» **Directions**: Repeat the entire listing exactly.

» **Supplied data**:
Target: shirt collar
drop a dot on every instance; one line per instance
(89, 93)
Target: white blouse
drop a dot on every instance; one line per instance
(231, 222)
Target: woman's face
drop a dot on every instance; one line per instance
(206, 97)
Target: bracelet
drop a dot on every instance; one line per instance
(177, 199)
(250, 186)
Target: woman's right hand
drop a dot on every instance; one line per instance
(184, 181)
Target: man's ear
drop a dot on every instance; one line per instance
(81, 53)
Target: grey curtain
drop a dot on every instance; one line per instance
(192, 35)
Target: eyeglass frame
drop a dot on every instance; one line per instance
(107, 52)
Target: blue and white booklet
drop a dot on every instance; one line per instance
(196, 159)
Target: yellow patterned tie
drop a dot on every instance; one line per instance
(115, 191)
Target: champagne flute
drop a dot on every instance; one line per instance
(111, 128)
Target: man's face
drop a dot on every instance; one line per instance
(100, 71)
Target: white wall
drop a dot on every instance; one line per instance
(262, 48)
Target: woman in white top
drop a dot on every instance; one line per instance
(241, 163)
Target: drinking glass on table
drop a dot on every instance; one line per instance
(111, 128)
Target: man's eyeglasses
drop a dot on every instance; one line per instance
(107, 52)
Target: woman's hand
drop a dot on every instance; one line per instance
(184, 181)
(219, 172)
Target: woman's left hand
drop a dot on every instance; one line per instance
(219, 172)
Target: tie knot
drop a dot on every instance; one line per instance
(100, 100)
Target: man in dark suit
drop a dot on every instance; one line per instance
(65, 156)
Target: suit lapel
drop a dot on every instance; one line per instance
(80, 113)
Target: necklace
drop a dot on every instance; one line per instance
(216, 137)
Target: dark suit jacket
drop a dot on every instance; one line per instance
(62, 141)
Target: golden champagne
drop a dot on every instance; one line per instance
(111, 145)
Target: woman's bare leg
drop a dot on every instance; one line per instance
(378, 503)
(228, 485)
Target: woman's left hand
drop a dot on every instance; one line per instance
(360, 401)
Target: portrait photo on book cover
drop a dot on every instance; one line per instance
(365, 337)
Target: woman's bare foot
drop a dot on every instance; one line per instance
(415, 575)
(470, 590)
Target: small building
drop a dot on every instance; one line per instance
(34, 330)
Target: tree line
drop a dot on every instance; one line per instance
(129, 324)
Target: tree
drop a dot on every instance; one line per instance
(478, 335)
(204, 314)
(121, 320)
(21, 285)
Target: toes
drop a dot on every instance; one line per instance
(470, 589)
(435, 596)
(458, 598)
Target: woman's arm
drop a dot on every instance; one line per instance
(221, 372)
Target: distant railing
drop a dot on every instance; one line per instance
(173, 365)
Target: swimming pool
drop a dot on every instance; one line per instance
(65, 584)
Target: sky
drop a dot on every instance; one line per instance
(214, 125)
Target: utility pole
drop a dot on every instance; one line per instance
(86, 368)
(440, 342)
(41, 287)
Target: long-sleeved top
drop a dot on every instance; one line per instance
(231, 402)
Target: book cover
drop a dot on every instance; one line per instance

» **Response for this exercise**:
Target: shirt collar
drop a dot on every instance; one line per instance
(89, 93)
Target: white blouse
drop a dot on every instance; one line per instance
(231, 222)
Target: woman's face
drop a dot on every instance; one line per instance
(206, 97)
Target: bracelet
drop a dot on every instance; one line per instance
(177, 199)
(250, 186)
Target: woman's right hand
drop a dot on every instance; one line per instance
(184, 181)
Target: man's ear
drop a dot on every instance; one line per instance
(81, 53)
Target: grey curtain
drop a dot on every instance; one line per instance
(192, 35)
Target: eyeglass frame
drop a dot on every instance; one line per instance
(107, 52)
Target: blue and white booklet
drop a dot on every instance; one line per instance
(196, 159)
Target: yellow patterned tie
drop a dot on every instance; one line per instance
(115, 191)
Target: champagne flute
drop a dot on every instance; one line per instance
(111, 128)
Target: man's face
drop a dot on every instance; one line per instance
(100, 71)
Target: white wall
drop a dot on every instance; one line per instance
(262, 48)
Target: woman in white top
drop a dot on every instance; one line per instance
(241, 163)
Target: drinking glass on table
drop a dot on every instance; one line per instance
(111, 128)
Target: man's eyeglasses
drop a dot on every instance; one line per instance
(107, 52)
Target: woman's hand
drop a dot on every instance; one line per instance
(184, 181)
(219, 172)
Target: woman's left hand
drop a dot on every instance; one line per instance
(219, 172)
Target: tie knot
drop a dot on every instance; one line per instance
(100, 100)
Target: man in dark suit
drop a dot on every instance; one line per instance
(65, 156)
Target: suit lapel
drop a dot on every instance; one line per instance
(80, 113)
Target: necklace
drop a dot on every instance; one line per instance
(216, 137)
Target: dark suit jacket
drop a dot on every instance; one line per instance
(62, 141)
Target: golden champagne
drop a dot on every instance; one line per instance
(111, 145)
Target: woman's bare leg
drop a dot on every instance; one line per instance
(378, 503)
(228, 485)
Target: woman's left hand
drop a dot on every instance; one line per instance
(360, 401)
Target: portrait photo on book cover
drop a dot on every instance; one line per instance
(365, 337)
Target: woman's bare foot
drop a dot on every instance; one line per instance
(415, 575)
(470, 590)
Target: small building
drop a dot on every instance; one line per instance
(34, 330)
Target: tree line
drop a dot on every instance; one line per instance
(129, 324)
Target: tree
drop a dot on every instance; one line per instance
(478, 335)
(204, 314)
(121, 320)
(21, 285)
Target: toes
drop a dot on every instance; one line per instance
(470, 589)
(435, 596)
(458, 598)
Target: woman's arm
drop a dot on every instance; one line per instance
(221, 372)
Target: distant railing
drop a dot on every instance; one line per instance
(173, 365)
Target: swimming pool
drop a dot on every instance; one line per instance
(65, 584)
Target: sky
drop a dot on every instance; one line per instance
(214, 125)
Target: utility pole
drop a dot on every instance; one line per instance
(86, 368)
(440, 342)
(41, 287)
Target: long-sleeved top
drop a dot on every instance; one line per instance
(231, 402)
Target: book cover
drop a dot on every instance; one line per instance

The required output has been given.